Ever since the opening of the multi-million dollar Falmouth Cruise Ship Pier, two major concerns of the community have been that the local people were not benefiting and the contrast between the appearance of the town and that of the pier was unacceptable.
Declaring that “a transformative solution is required,” Dr. McNeill said the Tourism Enhancement Fund (TEF) has signed MOUs with the Urban Development Corporation (UDC) and the Port Authority of Jamaica (PAJ) to undertake development works in Falmouth.
The focus will be on the Hampden Wharf Development and a Streetscape Improvement Project.
Giving details, Dr. McNeill said Hampden Wharf will be developed at a projected cost of $585 million, to create an entirely open experience, accommodating craft vendors and other business people from the town.
“It will feature restaurants, an entertainment centre and shops in an inviting environment that harmonises with the development at the pier. It will be completely open to visitors and locals. Improvements to heritage assets like the wharf building, the Dome and Foundry and the Tharpe House will be included in the development,” he announced.
In the other project, $330 million have been earmarked for the Falmouth Streetscape Project which will entail aesthetic and structural improvement to roads and lanes in the vicinity of Water Square, to enhance the ambiance of the town.
Dr. McNeill told Parliament, “we have made certain, as in all our developments to date, that consultation with the stakeholders has been central to the development of the projects. This is done to ensure that there is buy-in from the broader community into all the work that is undertaken.”
The total expenditure on the projects is close to a billion dollars and completion is expected in three years.

(SUPPLIED MATERIAL):
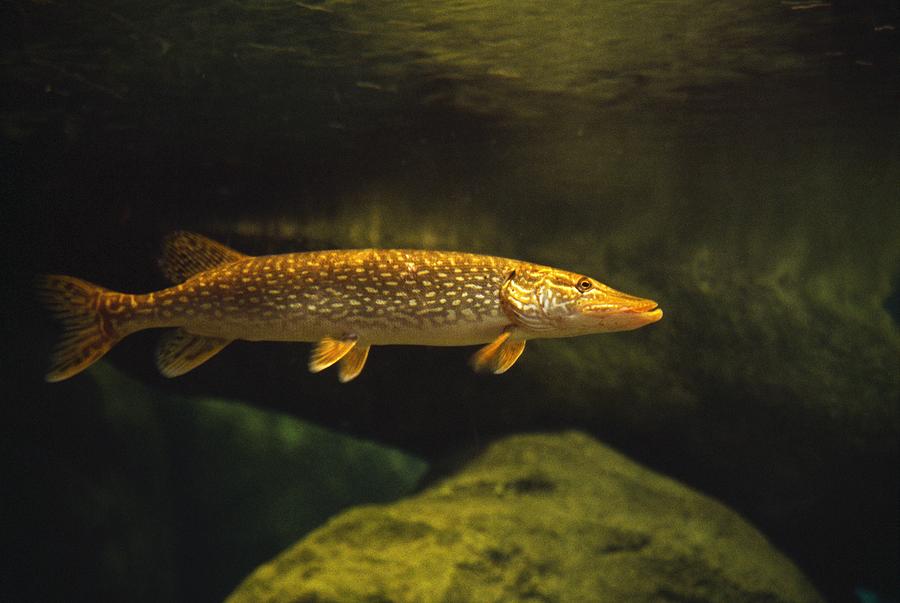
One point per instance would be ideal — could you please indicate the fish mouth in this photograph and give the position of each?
(626, 316)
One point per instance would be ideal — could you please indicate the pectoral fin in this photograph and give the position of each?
(352, 363)
(180, 351)
(499, 355)
(329, 350)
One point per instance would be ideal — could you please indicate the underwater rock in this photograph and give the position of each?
(140, 496)
(536, 517)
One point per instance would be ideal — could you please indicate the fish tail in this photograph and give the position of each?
(86, 333)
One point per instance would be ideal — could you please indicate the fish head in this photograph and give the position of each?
(546, 302)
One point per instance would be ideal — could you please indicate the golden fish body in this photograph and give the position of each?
(381, 296)
(345, 300)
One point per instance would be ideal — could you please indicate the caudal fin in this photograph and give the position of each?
(75, 303)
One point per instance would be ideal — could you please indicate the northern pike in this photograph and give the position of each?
(343, 300)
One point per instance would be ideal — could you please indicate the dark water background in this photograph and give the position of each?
(740, 164)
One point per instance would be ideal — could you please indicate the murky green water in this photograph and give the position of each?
(739, 164)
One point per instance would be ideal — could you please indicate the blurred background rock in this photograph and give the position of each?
(739, 164)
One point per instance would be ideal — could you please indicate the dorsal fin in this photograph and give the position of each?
(187, 253)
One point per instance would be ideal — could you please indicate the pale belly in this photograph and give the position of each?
(459, 333)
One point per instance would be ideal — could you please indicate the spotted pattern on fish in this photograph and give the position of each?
(351, 298)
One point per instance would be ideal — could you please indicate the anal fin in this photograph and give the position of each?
(180, 351)
(499, 355)
(330, 350)
(352, 363)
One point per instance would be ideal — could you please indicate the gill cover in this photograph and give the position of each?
(523, 297)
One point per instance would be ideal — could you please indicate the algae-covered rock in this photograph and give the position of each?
(536, 518)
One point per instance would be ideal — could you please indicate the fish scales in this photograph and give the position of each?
(381, 296)
(344, 300)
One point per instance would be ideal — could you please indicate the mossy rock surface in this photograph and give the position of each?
(536, 518)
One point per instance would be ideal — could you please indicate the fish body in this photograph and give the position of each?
(345, 300)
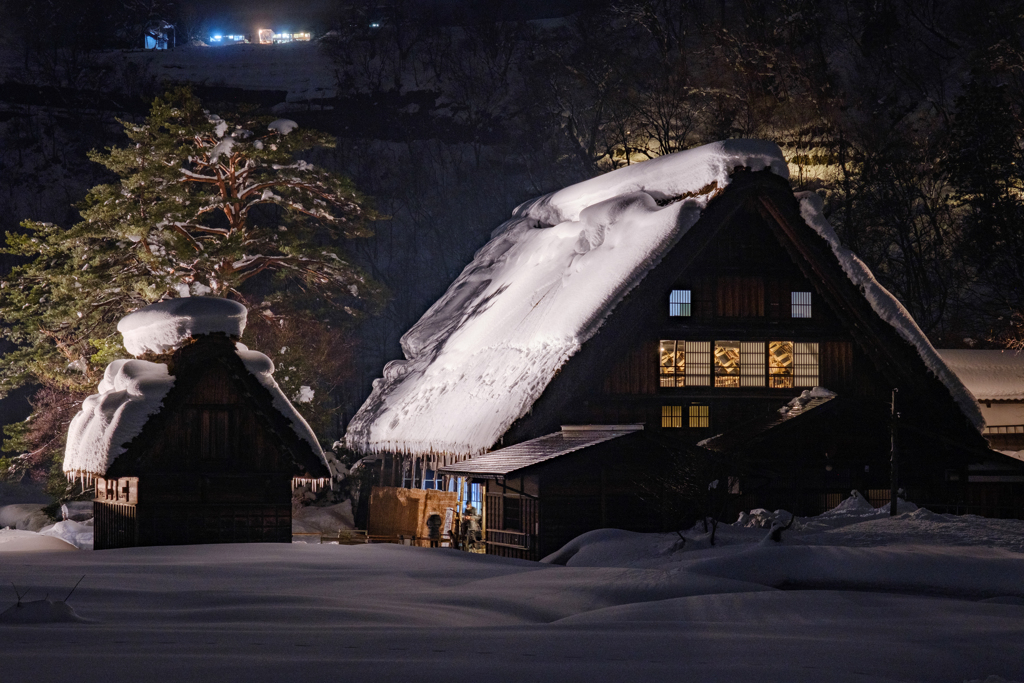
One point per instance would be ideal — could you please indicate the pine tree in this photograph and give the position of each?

(REQUESTS):
1/ Rewrite the paragraph of the Falmouth text that begins "In the other project" as one shorter sentence that keeps its main facts.
2/ How many lines in the records contain the word "fish"? Reply with the number only.

(TASK RESULTS):
1/ The Falmouth Streetscape Project has $330 million set aside to improve the look and structure of roads and lanes near Water Square and so enhance the town's ambiance.

2/ 7